Provide an exact reproduction of every entry.

-- -- --

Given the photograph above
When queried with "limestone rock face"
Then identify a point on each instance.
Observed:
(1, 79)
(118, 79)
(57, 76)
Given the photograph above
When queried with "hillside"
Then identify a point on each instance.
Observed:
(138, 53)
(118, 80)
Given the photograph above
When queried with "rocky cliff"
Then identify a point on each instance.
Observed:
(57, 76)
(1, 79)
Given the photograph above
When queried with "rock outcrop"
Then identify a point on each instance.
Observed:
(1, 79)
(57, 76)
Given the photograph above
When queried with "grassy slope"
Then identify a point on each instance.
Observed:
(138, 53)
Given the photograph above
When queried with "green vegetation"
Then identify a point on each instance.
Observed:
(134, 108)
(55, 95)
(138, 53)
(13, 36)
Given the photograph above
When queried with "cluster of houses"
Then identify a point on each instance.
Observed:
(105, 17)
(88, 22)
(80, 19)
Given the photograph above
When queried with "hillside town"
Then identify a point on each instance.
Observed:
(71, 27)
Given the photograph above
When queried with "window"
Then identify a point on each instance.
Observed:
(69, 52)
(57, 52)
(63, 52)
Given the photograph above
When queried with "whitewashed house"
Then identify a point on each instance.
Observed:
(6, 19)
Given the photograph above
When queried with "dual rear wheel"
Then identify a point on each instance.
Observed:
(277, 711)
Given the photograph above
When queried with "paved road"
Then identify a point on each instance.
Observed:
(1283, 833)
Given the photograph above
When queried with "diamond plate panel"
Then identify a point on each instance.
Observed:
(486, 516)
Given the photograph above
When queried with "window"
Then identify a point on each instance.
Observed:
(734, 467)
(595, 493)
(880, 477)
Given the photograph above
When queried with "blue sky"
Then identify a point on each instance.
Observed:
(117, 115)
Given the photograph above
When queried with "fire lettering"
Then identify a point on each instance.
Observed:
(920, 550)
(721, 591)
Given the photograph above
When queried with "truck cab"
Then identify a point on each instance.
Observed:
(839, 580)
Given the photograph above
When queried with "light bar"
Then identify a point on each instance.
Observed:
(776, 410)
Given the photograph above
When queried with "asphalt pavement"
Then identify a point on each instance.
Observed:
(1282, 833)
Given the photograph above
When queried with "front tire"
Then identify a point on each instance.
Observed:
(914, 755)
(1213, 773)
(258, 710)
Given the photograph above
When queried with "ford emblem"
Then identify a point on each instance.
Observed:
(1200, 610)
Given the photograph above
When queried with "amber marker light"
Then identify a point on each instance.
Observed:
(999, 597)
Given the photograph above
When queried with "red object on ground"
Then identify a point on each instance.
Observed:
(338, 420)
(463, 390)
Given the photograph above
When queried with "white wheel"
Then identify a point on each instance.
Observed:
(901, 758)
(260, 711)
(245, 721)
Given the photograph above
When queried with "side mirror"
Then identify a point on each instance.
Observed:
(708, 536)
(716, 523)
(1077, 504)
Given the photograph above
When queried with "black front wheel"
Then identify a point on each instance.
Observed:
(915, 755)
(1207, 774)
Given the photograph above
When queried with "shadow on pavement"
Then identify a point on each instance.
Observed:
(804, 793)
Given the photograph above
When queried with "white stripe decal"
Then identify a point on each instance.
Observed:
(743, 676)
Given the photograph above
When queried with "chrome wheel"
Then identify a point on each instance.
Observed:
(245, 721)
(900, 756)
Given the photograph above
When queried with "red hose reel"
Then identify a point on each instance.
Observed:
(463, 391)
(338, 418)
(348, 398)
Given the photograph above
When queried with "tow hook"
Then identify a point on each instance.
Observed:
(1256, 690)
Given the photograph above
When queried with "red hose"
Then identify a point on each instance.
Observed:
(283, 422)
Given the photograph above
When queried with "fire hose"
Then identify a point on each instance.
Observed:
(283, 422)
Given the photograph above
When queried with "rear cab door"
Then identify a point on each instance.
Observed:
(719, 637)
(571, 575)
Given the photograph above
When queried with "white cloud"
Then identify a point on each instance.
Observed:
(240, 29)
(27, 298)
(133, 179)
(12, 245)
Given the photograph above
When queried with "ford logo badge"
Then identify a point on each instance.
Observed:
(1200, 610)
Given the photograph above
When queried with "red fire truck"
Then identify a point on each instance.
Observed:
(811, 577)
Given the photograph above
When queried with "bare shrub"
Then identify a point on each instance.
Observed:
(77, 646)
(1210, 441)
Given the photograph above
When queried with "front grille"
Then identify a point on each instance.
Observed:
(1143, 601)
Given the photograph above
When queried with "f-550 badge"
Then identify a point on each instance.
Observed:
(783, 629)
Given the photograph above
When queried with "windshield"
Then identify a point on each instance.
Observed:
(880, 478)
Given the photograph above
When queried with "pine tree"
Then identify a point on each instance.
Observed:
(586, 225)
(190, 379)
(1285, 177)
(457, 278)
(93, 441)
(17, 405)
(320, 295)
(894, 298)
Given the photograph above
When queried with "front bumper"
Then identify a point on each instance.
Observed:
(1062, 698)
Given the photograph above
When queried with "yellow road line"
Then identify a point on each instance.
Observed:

-- -- --

Finished exercise.
Given the photograph above
When queried with "limestone rock face"
Then identify a point on each instance.
Observed:
(1, 79)
(118, 79)
(57, 76)
Given the photograph above
When queried with "hillside"
Then identify a point on each instance.
Observed:
(138, 53)
(118, 80)
Given the photograph above
When queried with "rocky cliff"
Then identify a point on each instance.
Observed:
(57, 76)
(1, 79)
Given the photograph above
When queried with "rock outcrop"
Then identify a point on each instance.
Observed:
(1, 79)
(57, 76)
Given the photograph above
When queried with "grassy slope"
Then identify a point on each instance.
Observed:
(138, 53)
Given the photograph above
When queried with "green vegetation"
Then identify a point on each instance.
Observed:
(134, 108)
(55, 95)
(138, 53)
(13, 36)
Given the photograph above
When queried with "cluster of houses"
Then identify a point on each instance.
Observed:
(105, 17)
(88, 22)
(80, 19)
Given the photograph above
When queried with "hillside town"
Then identify a point on each instance.
Observed:
(71, 27)
Given the photograph above
When queried with "window"
Then identify a point on each instance.
Observed:
(69, 52)
(57, 52)
(63, 52)
Given the photograph above
When queried with "whitewashed house"
Then identify a point on each instance.
Observed:
(6, 19)
Given the photograph above
When queried with "dual rear wheel"
Then identify a point on each instance.
Observed:
(277, 711)
Given the photograph above
When queried with "paved road"
Then identify a point on each instance.
Observed:
(1283, 833)
Given the photograph above
When queried with "diamond plate panel"
Then identify a point on each instance.
Observed:
(486, 516)
Given the photograph above
When queried with "window"
Then identify a point on each instance.
Observed:
(734, 467)
(595, 493)
(880, 477)
Given the photograph above
When queried with "blue sky"
Then identify a point on each instance.
Observed:
(117, 115)
Given the photograph above
When queried with "fire lettering"
Then identify a point on each instance.
Observed:
(920, 550)
(721, 591)
Given the photograph above
When queried with "truck cab"
Then identify a point on each instance.
Observed:
(839, 580)
Given the photograph above
When queried with "light bar"
Then identify a point on each instance.
Observed:
(776, 410)
Given the photograph above
When queried with "asphalt pavement"
Then identify a point on each instance.
Observed:
(1282, 833)
Given the photograph above
When queried with "front tire"
Then identify a point on each instance.
Observed:
(914, 755)
(1213, 773)
(258, 710)
Given the photograph above
When queried with "ford emblem"
Then identify a point on each instance.
Observed:
(1200, 610)
Given the photograph above
When queried with "amber marker light"
Then identify a point on each instance.
Observed:
(999, 597)
Given the photograph above
When queried with "red object on ground"
Then identify a point on each instance.
Observed:
(338, 420)
(463, 390)
Given the photograph above
When queried with "white wheel"
Then identify a point on each instance.
Observed:
(901, 758)
(260, 711)
(245, 721)
Given the photograph above
When queried with "side mirror"
Then identify a point on each instance.
Observed:
(708, 536)
(716, 523)
(1077, 504)
Given the photograph above
When queried with "black front wheel"
Then identify a point on each instance.
Observed:
(915, 755)
(1207, 774)
Given the photograph above
When queried with "shadow on pavement"
Then identify a point on each instance.
Observed:
(804, 793)
Given the photograph above
When queried with "white stripe decal"
Then identify a point on each instance.
Observed:
(743, 676)
Given the photograph above
When queried with "chrome wheel"
Then identify a point on each instance.
Observed:
(245, 721)
(900, 756)
Given the photograph above
When queried with "red hose reel"
Then identify a point on each instance.
Observed:
(463, 391)
(338, 418)
(348, 398)
Given the photograph above
When queried with "tow hook"
Then identify a point on each instance.
Observed:
(1256, 690)
Given the photograph above
When queried with "red hose"
Then identify a point on each instance.
Observed:
(283, 422)
Given the photograph above
When queried with "fire hose"
Then identify a point on each instance.
Observed:
(283, 422)
Given the photograph above
When queried with "rear cab door"
Then identify a point on each instance.
Observed:
(719, 637)
(571, 575)
Given the photograph above
When queried with "white cloud"
Then identify a point on each instance.
Observed:
(240, 29)
(27, 298)
(133, 179)
(12, 245)
Given the photograph above
When queried with "ford logo badge"
Then identify a point on each instance.
Observed:
(1200, 610)
Given the photograph above
When queried with "red fire truck"
Then identify a point on each instance.
Observed:
(811, 577)
Given the photograph above
When queried with "bare shrub"
Then identify a point on each instance.
Observed:
(77, 646)
(1210, 441)
Given the photograph above
When queried with "front grille"
Then identify a point on each instance.
Observed:
(1143, 601)
Given the photograph above
When queried with "f-550 badge"
Then identify a point on each instance.
Observed:
(783, 629)
Given the photograph above
When queried with "windshield"
Then identify a point on each instance.
Observed:
(880, 478)
Given the photograph above
When queried with "pine tree"
Then identify a point on each instance.
Observed:
(586, 225)
(190, 379)
(1285, 177)
(457, 278)
(93, 441)
(17, 405)
(320, 295)
(894, 298)
Given the photograph above
When queried with "front bumper"
Then identify a point on each instance.
Observed:
(1062, 698)
Given the photograph above
When queried with "yellow road line"
Then identify a point on each instance.
Observed:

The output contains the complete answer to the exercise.